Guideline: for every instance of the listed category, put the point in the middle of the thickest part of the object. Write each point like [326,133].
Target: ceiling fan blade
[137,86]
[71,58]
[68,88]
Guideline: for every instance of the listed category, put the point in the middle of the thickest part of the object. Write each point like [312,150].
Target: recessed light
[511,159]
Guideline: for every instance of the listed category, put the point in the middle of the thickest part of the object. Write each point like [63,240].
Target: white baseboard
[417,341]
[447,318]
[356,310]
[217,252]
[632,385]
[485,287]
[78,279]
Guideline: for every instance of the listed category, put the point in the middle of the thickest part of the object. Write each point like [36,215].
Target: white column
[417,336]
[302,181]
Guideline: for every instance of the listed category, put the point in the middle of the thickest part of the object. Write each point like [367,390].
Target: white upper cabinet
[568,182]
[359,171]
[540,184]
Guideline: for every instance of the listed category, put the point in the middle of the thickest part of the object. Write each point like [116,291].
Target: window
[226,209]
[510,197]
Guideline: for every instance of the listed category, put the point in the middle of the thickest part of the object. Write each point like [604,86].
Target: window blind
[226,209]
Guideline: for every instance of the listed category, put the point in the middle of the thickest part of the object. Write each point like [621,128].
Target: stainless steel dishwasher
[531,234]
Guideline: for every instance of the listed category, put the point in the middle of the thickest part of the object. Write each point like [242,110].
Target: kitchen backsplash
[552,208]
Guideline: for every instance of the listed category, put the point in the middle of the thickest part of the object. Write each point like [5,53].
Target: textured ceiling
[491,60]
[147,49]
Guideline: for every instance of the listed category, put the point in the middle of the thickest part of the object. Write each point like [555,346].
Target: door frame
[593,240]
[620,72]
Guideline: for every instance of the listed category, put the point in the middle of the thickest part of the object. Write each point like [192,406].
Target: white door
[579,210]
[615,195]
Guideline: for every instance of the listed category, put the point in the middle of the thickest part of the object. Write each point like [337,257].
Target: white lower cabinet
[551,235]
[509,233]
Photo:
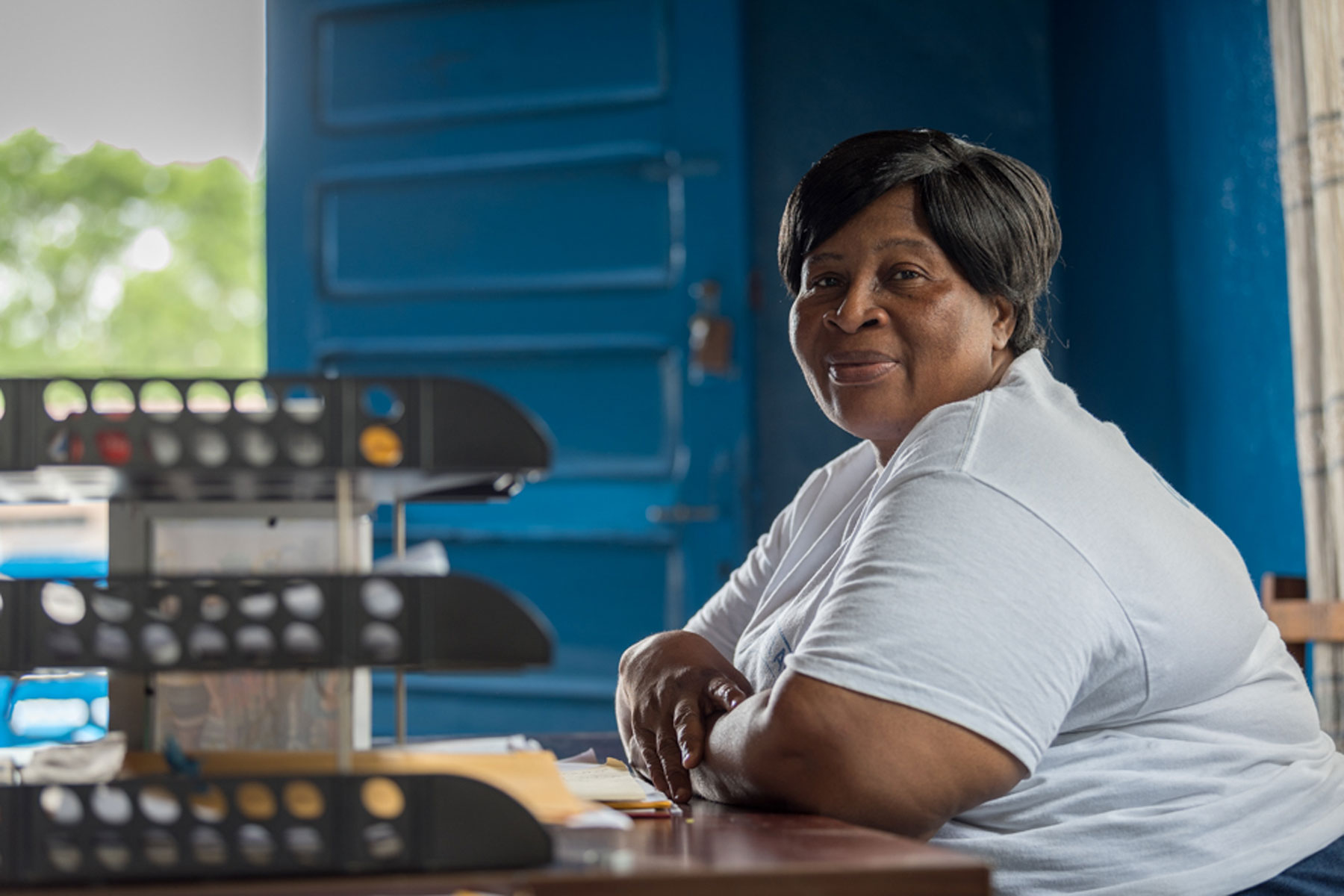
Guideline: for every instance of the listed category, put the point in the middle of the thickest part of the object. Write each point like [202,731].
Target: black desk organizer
[159,827]
[425,438]
[141,623]
[275,438]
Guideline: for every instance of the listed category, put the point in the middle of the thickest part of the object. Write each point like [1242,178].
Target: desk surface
[705,850]
[710,849]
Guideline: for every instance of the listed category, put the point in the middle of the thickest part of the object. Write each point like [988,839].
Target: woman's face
[886,328]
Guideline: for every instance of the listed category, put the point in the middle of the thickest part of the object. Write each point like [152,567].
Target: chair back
[1284,598]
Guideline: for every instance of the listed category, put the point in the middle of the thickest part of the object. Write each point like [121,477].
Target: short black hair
[989,214]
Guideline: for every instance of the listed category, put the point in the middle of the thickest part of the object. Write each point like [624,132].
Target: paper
[87,763]
[508,743]
[611,783]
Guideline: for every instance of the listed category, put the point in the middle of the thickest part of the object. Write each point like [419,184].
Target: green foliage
[113,265]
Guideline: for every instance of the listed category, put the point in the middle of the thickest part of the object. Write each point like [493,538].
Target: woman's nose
[856,311]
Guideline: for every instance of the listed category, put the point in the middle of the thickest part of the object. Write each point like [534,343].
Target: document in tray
[611,783]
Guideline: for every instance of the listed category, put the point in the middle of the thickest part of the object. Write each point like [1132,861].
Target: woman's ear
[1006,321]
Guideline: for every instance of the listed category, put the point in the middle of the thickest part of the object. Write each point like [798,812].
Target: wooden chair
[1284,598]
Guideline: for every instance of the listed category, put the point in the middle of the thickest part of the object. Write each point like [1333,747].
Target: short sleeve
[957,601]
[725,617]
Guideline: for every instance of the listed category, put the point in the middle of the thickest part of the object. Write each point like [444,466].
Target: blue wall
[1174,253]
[1154,121]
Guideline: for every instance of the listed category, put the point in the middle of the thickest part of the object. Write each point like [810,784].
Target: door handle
[683,514]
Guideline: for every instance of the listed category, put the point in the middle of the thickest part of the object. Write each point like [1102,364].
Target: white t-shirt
[1021,571]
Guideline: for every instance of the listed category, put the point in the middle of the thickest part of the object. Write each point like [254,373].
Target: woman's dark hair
[989,214]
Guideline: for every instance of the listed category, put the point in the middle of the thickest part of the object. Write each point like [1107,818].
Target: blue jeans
[1317,875]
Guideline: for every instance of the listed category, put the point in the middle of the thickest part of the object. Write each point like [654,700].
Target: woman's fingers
[690,731]
[653,766]
[725,694]
[673,773]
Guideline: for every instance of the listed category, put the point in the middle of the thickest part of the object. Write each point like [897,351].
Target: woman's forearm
[744,763]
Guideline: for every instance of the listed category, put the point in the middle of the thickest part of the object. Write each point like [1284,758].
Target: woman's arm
[809,746]
[671,684]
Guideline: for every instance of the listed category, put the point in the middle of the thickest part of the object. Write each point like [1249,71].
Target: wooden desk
[706,850]
[712,849]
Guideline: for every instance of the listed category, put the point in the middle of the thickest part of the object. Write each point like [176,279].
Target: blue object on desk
[47,709]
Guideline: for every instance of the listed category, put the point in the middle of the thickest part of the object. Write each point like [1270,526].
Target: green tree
[113,265]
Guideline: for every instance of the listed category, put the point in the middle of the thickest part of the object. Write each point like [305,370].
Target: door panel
[538,195]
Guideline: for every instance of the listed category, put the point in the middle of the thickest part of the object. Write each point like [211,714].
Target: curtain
[1308,46]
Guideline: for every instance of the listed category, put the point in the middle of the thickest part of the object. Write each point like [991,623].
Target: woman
[989,623]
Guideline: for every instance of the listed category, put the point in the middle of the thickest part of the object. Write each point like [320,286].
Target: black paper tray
[270,438]
[141,623]
[176,828]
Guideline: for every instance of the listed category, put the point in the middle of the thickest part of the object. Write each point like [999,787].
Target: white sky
[176,80]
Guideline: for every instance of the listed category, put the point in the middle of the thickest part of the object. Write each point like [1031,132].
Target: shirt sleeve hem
[934,702]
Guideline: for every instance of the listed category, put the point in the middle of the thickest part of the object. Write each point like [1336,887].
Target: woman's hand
[672,687]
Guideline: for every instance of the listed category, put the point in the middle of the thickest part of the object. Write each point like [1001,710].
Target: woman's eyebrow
[914,242]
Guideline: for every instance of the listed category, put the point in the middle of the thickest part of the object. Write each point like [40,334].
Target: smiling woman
[989,623]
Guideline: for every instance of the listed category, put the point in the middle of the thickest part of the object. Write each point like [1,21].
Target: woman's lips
[859,368]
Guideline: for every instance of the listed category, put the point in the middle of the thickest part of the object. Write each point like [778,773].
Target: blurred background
[577,200]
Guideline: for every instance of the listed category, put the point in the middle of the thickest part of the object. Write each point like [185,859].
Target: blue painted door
[549,196]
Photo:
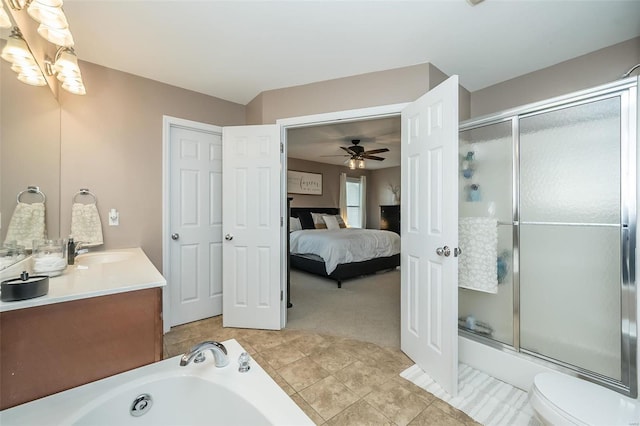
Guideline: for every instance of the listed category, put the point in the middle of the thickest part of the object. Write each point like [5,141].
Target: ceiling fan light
[5,22]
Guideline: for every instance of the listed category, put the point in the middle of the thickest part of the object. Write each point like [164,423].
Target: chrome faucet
[196,354]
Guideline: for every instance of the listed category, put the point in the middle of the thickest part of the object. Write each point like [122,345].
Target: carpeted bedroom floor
[366,308]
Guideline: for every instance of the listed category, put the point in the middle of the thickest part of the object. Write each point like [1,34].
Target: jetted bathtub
[196,394]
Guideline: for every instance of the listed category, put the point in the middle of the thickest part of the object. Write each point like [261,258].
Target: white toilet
[559,399]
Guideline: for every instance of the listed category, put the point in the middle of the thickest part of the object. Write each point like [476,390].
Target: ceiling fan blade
[376,151]
[372,157]
[348,150]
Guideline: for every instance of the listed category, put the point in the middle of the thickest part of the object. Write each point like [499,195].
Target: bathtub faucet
[196,354]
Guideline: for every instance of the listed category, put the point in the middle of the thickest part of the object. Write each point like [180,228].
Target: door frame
[167,123]
[359,114]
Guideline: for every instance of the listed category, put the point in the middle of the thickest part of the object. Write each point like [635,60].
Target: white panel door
[251,223]
[195,224]
[429,279]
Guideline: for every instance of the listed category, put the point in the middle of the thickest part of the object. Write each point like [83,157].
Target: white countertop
[83,280]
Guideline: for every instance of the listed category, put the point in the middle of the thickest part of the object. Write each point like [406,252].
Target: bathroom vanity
[101,317]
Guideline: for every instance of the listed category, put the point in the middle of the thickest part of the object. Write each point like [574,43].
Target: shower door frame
[626,90]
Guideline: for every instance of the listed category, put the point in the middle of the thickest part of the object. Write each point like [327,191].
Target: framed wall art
[304,183]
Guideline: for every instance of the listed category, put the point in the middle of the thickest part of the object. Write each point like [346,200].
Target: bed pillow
[318,222]
[294,224]
[331,222]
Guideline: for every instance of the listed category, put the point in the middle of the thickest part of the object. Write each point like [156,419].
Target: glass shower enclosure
[556,183]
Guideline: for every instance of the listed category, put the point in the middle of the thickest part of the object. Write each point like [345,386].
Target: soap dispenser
[71,251]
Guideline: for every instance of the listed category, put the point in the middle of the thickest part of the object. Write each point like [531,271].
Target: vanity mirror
[29,148]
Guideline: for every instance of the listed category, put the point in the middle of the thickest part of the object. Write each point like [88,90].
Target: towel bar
[32,190]
[85,191]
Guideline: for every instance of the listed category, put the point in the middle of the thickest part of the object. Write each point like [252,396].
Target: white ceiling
[235,50]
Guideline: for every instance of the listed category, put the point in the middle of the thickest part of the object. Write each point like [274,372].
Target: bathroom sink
[105,257]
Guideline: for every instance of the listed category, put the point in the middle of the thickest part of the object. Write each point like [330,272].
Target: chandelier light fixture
[53,27]
[17,53]
[5,22]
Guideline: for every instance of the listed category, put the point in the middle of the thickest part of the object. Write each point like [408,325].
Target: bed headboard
[304,214]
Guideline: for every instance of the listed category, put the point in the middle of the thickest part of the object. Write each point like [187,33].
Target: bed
[339,254]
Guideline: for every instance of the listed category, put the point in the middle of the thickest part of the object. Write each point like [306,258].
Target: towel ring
[85,191]
[31,190]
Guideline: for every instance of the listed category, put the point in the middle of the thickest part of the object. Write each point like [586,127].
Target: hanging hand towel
[86,227]
[477,264]
[26,225]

********

Start at the first line of the entries and stop at the line that contains "point like [63,240].". Repeat every line in that span exactly, and nothing beyond it.

▶ [FINAL ANSWER]:
Guideline: for every instance of the listed category, put the point in the middle of the thickest part of the object. Write each point like [326,133].
Target: ceiling fan blade
[137,86]
[71,58]
[68,88]
Guideline: for every instance of the listed category, put the point in the middle of the thickest part of the object. Write each point like [312,150].
Target: recessed light
[511,159]
Guideline: for every instance of the listed category, put the point in the middle of the thickest part of the object. Write each point like [63,240].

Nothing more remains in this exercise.